§ **WHAT YOU WILL DO**
Lay out the rows below as a JSON list of strings, one string per line, with blank lines dropped. Leave the pictures out.

"""

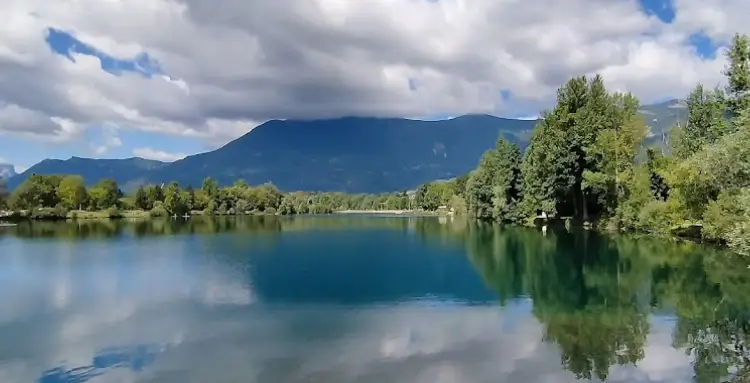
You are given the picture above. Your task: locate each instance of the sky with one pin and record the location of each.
(162, 79)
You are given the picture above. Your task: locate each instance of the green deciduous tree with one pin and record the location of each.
(140, 201)
(105, 194)
(494, 188)
(173, 202)
(706, 122)
(72, 192)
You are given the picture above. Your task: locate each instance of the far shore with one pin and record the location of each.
(386, 212)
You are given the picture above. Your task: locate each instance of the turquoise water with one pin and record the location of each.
(363, 299)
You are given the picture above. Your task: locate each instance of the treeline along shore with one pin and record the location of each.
(586, 161)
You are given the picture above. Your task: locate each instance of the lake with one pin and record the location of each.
(364, 299)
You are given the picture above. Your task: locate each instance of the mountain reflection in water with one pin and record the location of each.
(365, 299)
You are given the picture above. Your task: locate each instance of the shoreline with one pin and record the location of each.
(387, 212)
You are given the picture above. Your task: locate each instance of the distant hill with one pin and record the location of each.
(352, 154)
(661, 118)
(7, 171)
(129, 172)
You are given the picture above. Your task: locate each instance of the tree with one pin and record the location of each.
(612, 153)
(141, 200)
(36, 192)
(190, 197)
(154, 194)
(705, 123)
(72, 192)
(3, 194)
(105, 194)
(173, 200)
(210, 187)
(494, 188)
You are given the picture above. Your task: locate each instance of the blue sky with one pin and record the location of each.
(106, 141)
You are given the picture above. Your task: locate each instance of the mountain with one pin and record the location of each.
(7, 171)
(352, 154)
(129, 172)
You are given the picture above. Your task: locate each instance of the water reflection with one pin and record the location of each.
(339, 299)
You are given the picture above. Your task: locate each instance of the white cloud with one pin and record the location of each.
(159, 155)
(99, 150)
(231, 67)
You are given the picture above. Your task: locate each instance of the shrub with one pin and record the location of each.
(158, 211)
(113, 213)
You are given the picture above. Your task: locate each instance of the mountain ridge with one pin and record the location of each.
(350, 154)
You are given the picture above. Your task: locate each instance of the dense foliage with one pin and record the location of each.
(586, 162)
(54, 196)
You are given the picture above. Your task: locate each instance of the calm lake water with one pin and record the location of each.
(363, 299)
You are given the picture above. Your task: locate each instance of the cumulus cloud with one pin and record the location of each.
(214, 72)
(159, 155)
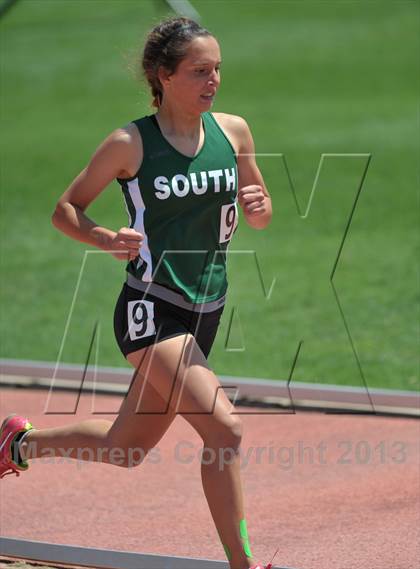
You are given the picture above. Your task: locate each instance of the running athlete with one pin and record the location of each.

"""

§ **THE COMPLETED TASK**
[
  "You are given the picture above. Your task: locate each instance of the sky with one pin and record the location of each.",
  "(162, 79)",
  "You are given the picture above. Your task: locate each instance of the green deciduous tree with one pin and record the location of each.",
  "(140, 201)",
  "(105, 194)",
  "(494, 188)",
  "(173, 202)",
  "(706, 122)",
  "(72, 192)",
  "You are given the picture above. Your task: locate each instance of the far shore with one pin and record the location of each.",
  "(386, 212)",
  "You are given the picture above. Your task: locate each instance of the turquoise water with one pin and record the location of each.",
  "(363, 299)",
  "You are given the picture above. Your task: locate each instance of the treeline along shore with one pin and record the location of each.",
  "(586, 161)",
  "You are given the picture above. Your task: locate each instance of the lake with one pin and record the location of each.",
  "(364, 299)",
  "You are given the picture above. Your task: locate each instance of the mountain reflection in water with one pin and record the location of each.",
  "(365, 299)",
  "You are given the picture above. Your task: locate each instance of the shoreline with one pin and record the location of each.",
  "(387, 212)",
  "You are given the picture above. Your task: locate each instance of the distant hill with one pin and record the location of each.",
  "(352, 154)",
  "(661, 118)",
  "(7, 171)",
  "(129, 172)",
  "You are given the picture above. Your task: locate each instance of the tree with one pin and record the location of each.",
  "(612, 153)",
  "(141, 200)",
  "(36, 192)",
  "(190, 197)",
  "(154, 194)",
  "(705, 123)",
  "(72, 192)",
  "(3, 194)",
  "(105, 194)",
  "(173, 200)",
  "(210, 187)",
  "(494, 188)",
  "You are given the picture above. Your task: locate each instance of the blue sky with one pin and record the location of each.",
  "(106, 141)",
  "You are given the picture above. Your task: locate each instance of the mountain with one pin and record the location of each.",
  "(7, 171)",
  "(352, 154)",
  "(129, 172)",
  "You are given the picture above. Your task: locate each instance of the water reflection with one pin and record the location of each.",
  "(339, 299)",
  "You are given the picture above. Your task: locate each instance of the white cloud with one pin and record the location of each.",
  "(159, 155)",
  "(99, 150)",
  "(231, 67)",
  "You are given the picture above. Your task: locate each instance of the shrub with one pin and record the location of each.",
  "(158, 211)",
  "(113, 213)",
  "You are given the picture above. Your task: locate each instance of the mountain ridge with one pin and record the location of each.",
  "(350, 154)",
  "You are given the picture above. Your task: locate each instance of the dense foliage with one pin and record the location of each.",
  "(586, 162)",
  "(54, 196)",
  "You are given the picture above. Your task: locate each instance of the calm lake water with one pin and record the location of each.",
  "(363, 299)",
  "You are given the picture above. Your task: locate each instance of the cumulus cloud with one pin and record the location of each.",
  "(214, 72)",
  "(159, 155)",
  "You are given the picture above. Your task: locate each instance of the running athlete with one pin and record the location of each."
]